## WHAT YOU SHOULD DO
From the data below, retype exactly the lines starting with the one that contains "TARGET: sky" and ending with the one that contains "POINT: one per instance on the forest", both included.

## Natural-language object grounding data
- Opening Delimiter -
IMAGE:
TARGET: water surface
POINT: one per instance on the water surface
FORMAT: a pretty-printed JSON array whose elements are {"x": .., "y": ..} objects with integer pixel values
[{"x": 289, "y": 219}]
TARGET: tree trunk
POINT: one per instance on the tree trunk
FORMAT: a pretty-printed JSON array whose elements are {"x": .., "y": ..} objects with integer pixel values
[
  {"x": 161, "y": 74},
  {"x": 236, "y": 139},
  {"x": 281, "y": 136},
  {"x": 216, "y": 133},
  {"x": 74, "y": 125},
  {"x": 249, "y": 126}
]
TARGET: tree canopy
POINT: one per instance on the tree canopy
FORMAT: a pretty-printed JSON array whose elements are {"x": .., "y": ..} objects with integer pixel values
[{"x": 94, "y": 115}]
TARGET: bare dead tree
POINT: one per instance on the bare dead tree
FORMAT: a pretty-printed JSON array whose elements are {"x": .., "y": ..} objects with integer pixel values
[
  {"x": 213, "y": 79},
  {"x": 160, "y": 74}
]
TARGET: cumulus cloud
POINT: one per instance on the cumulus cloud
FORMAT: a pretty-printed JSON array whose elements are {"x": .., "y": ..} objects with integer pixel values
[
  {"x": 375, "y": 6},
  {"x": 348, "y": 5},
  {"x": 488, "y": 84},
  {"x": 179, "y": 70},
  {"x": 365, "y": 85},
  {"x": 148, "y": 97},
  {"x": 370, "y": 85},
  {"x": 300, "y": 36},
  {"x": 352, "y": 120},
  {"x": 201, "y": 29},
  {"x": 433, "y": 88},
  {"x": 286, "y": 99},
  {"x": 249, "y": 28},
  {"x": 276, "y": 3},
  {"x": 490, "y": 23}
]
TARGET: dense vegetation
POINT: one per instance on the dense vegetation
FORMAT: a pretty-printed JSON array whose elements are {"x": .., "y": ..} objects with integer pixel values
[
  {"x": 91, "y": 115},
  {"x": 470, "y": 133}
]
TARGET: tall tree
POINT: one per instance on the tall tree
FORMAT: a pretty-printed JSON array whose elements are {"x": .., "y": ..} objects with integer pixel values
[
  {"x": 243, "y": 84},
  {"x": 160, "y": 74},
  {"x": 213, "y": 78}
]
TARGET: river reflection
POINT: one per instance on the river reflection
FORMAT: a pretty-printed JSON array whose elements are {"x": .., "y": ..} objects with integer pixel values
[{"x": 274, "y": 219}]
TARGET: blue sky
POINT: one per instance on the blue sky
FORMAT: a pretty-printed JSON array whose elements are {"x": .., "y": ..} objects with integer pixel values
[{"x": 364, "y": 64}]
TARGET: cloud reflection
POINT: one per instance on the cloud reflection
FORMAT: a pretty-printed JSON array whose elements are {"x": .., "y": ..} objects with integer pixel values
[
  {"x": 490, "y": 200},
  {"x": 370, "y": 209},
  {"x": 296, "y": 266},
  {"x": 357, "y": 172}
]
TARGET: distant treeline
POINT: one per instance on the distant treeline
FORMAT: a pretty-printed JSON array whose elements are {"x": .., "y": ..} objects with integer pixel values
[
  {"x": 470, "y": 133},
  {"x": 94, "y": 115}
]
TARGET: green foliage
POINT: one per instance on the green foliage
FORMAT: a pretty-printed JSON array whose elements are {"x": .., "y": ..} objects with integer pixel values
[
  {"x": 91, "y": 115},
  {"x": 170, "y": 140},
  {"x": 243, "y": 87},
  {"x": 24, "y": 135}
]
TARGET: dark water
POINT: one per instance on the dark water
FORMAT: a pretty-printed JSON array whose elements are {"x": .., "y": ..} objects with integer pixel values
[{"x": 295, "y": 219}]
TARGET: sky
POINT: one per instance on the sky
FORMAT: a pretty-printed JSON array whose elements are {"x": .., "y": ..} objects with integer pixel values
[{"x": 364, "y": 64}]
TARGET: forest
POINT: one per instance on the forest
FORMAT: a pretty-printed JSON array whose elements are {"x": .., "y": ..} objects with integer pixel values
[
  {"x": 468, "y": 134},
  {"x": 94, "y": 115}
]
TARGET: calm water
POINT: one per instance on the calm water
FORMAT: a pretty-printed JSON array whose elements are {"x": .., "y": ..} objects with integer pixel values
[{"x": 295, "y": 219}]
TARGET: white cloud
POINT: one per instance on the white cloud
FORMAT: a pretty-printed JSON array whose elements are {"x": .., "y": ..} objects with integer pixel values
- Closing Delimiter -
## WORKED SOLUTION
TARGET: sky
POINT: one per instance on the sky
FORMAT: a pretty-printed JSON array whose elements are {"x": .., "y": ..} objects with integer pixel values
[{"x": 364, "y": 64}]
TARGET: forest
POINT: one per instance on the forest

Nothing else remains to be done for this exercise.